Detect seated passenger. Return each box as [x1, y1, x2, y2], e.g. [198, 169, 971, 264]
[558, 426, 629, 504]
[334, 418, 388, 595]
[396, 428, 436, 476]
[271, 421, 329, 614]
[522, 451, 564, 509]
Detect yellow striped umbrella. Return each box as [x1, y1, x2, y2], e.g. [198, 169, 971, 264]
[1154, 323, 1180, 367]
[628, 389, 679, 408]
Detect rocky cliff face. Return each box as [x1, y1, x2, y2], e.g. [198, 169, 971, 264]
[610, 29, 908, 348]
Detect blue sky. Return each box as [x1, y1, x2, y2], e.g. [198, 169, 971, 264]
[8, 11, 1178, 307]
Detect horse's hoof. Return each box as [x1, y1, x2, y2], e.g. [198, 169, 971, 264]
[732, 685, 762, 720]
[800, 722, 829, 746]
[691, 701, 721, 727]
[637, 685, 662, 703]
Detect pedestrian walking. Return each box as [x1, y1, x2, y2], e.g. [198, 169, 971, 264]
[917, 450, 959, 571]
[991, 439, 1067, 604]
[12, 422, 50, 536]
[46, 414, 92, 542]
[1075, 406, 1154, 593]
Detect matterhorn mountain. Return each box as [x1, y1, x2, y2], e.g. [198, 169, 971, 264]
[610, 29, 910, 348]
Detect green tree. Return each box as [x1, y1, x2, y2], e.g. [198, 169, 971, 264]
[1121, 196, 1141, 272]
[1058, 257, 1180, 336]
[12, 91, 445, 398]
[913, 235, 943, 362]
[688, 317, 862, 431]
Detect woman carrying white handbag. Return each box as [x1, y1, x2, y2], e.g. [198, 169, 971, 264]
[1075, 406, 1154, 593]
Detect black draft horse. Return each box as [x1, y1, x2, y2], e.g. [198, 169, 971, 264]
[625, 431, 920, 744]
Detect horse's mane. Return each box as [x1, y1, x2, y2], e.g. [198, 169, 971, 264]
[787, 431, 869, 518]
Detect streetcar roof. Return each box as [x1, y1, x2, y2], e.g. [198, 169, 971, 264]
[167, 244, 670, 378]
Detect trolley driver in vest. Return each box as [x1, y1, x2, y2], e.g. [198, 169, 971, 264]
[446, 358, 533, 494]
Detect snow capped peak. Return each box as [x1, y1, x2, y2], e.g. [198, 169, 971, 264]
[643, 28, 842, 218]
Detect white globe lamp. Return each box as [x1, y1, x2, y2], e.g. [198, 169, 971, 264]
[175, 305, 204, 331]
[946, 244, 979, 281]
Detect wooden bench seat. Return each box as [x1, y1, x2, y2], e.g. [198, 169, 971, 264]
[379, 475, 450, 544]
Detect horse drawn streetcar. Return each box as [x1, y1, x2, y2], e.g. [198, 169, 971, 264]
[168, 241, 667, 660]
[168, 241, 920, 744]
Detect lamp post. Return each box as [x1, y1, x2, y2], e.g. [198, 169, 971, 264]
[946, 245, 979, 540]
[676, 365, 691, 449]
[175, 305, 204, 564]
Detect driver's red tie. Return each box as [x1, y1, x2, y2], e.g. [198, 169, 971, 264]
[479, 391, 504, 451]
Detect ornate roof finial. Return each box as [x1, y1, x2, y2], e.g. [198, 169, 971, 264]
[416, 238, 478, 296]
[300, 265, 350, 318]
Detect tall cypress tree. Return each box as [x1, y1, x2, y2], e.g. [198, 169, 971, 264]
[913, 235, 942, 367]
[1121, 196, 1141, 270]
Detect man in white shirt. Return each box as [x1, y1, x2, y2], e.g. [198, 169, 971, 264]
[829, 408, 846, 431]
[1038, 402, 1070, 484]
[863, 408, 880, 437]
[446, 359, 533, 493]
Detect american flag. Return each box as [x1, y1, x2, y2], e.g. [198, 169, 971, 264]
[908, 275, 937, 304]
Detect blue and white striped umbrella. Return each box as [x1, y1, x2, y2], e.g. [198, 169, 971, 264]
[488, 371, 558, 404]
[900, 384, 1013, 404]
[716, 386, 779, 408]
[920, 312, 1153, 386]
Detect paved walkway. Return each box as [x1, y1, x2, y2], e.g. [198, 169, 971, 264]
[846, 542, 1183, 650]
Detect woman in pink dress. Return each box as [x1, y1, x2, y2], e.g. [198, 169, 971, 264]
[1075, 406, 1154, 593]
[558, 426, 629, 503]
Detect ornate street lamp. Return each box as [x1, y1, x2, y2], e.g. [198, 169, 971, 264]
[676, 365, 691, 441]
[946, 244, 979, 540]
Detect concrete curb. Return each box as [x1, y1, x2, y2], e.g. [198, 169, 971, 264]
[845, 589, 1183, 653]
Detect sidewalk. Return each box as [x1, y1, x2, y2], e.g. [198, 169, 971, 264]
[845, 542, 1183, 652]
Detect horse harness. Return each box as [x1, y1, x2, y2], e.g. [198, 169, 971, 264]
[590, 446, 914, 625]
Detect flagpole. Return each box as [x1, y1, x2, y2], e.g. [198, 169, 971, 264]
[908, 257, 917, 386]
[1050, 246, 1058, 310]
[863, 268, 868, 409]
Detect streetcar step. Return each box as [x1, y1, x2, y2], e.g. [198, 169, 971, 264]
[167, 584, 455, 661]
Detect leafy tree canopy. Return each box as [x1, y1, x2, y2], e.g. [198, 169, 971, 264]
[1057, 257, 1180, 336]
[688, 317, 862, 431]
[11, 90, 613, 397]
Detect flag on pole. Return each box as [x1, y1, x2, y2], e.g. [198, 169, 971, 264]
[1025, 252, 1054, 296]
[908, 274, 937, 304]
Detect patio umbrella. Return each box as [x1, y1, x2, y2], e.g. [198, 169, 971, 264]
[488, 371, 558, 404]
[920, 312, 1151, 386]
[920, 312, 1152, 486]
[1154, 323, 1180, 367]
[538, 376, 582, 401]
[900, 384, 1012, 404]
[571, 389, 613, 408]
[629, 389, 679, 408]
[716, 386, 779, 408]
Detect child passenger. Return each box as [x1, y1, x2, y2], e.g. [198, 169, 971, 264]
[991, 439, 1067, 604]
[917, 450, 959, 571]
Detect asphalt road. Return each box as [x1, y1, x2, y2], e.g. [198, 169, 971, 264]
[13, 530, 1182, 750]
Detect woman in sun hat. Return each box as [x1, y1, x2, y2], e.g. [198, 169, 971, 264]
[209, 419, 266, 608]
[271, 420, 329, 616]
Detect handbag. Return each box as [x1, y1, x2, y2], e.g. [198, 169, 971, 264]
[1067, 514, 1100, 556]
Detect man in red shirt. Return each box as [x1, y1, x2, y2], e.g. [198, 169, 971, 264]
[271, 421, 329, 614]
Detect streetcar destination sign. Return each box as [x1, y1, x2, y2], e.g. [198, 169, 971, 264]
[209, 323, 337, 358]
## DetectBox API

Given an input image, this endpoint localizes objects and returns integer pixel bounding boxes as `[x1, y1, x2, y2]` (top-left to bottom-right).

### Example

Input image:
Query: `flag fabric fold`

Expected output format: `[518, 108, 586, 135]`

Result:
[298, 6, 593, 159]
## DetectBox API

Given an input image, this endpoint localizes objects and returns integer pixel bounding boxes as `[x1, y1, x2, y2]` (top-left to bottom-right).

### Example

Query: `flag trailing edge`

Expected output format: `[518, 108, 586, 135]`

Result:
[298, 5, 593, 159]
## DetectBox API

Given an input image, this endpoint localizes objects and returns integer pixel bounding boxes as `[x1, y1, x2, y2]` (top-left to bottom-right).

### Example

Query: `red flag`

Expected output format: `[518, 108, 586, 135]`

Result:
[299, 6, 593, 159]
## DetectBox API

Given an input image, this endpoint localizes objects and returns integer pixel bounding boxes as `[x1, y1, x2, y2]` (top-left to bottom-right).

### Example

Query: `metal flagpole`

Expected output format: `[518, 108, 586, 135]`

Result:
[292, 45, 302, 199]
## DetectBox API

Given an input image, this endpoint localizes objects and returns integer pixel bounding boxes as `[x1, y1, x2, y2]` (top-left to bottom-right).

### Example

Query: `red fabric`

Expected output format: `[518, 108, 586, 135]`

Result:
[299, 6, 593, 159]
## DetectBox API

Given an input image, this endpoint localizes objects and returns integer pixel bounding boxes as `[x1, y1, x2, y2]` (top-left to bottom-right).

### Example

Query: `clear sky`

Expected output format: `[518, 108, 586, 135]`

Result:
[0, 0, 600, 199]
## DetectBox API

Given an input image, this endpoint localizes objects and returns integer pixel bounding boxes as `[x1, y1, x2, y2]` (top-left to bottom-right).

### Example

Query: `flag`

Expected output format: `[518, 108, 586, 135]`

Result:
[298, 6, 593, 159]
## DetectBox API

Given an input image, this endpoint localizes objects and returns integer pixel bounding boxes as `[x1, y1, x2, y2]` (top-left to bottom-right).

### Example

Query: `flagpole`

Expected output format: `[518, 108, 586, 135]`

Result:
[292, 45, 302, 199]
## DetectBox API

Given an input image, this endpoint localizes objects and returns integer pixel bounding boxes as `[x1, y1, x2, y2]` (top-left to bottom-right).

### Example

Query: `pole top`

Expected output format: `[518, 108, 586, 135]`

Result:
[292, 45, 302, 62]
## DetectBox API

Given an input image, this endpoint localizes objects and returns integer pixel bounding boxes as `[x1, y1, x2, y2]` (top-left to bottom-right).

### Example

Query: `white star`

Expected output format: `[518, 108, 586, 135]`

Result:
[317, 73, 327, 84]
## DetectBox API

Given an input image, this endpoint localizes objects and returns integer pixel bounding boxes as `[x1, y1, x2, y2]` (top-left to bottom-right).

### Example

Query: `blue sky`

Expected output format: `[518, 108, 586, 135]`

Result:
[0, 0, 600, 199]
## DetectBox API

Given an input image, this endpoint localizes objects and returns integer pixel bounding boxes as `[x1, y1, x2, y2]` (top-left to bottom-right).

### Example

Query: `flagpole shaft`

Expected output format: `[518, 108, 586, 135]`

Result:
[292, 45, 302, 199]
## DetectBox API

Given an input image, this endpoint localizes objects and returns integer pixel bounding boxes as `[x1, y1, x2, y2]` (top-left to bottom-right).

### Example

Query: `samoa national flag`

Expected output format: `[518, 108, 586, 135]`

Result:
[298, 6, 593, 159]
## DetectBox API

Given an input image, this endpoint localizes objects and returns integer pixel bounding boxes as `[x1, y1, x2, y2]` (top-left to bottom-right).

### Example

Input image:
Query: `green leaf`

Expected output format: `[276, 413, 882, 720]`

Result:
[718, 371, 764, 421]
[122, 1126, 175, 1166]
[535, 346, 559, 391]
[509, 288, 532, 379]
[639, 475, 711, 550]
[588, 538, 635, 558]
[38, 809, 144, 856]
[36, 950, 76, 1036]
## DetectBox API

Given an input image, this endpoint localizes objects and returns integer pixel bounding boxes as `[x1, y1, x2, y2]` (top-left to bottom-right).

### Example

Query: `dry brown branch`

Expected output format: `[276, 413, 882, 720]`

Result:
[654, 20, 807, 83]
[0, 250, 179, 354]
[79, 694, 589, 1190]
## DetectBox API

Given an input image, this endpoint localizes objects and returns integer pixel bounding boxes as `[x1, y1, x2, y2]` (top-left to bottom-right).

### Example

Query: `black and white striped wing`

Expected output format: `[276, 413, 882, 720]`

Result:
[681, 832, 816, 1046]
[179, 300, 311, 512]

▬▬▬▬▬▬▬▬▬▬

= INSTRUCTIONS TO FOLLOW =
Count the lines in the entries above that contain the string "green", where case counts. Reply with the number alone.

= ANSWER TO THIS PROBLEM =
2